**Exercise brief:** Identify each line in the listing that holds the word "marker", and copy those lines.

**Records to process:**
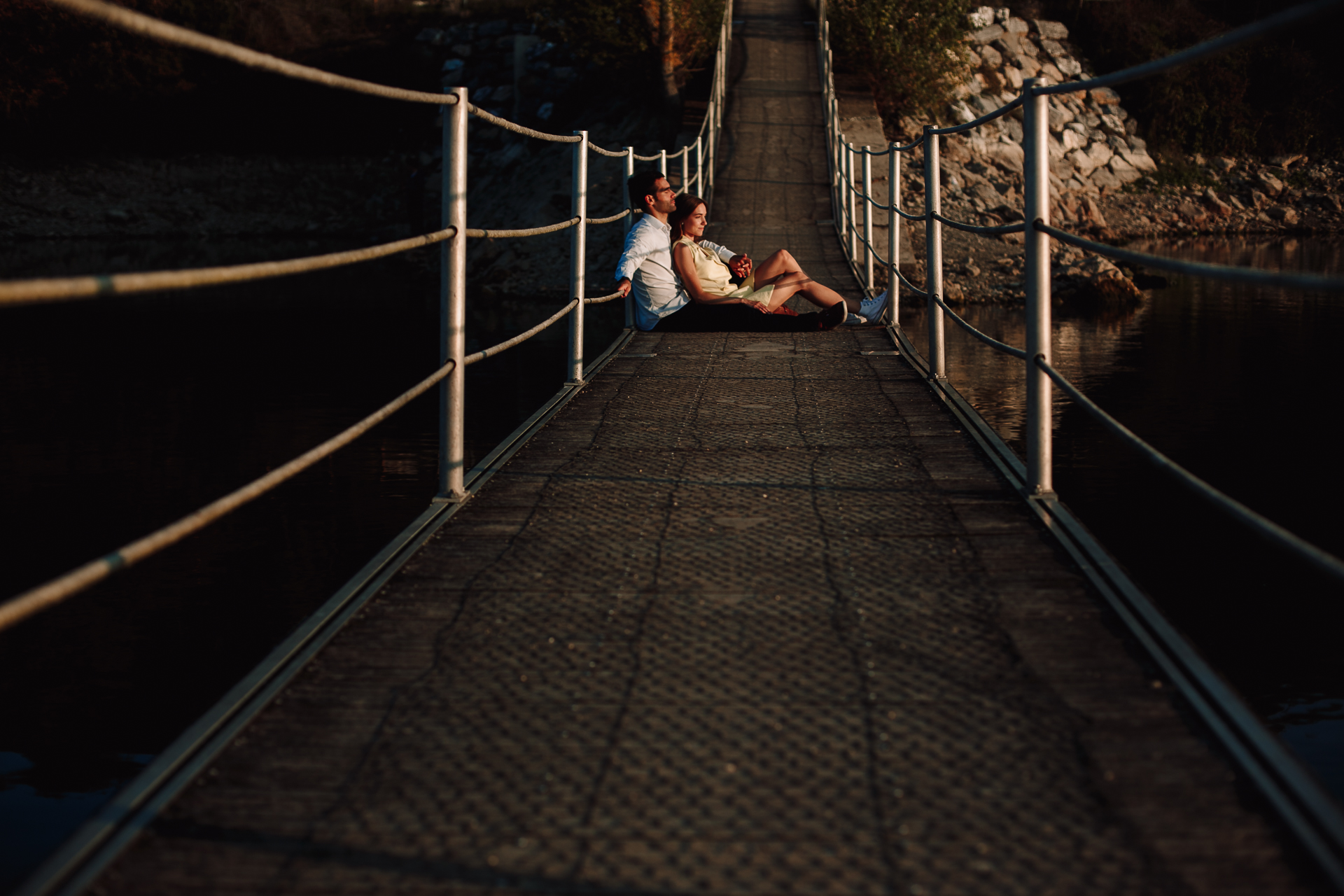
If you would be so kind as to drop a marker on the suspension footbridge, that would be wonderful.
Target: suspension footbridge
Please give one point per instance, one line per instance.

---

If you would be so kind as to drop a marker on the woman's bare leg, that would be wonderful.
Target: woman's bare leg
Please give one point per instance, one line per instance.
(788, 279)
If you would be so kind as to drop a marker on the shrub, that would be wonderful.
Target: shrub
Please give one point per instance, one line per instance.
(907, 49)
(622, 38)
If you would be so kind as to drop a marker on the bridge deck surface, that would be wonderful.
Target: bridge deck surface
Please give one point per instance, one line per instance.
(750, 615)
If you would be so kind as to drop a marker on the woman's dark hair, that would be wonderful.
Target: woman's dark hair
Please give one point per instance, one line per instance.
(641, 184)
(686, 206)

**Answer:**
If you would be so kind as to drop a marker on the suspension footbridge, that would be wonderful.
If you would be so kind as to drop a marker on the woman's bare leg, that would be wonderful.
If you would be so kind as to drop a marker on the shrub, that would be wonderful.
If you would be so kind as to drop a marker on the bridge deck surface, that would be wonderful.
If you would be so kind as to drop a marker on the woman's dark hair, that would be wonderful.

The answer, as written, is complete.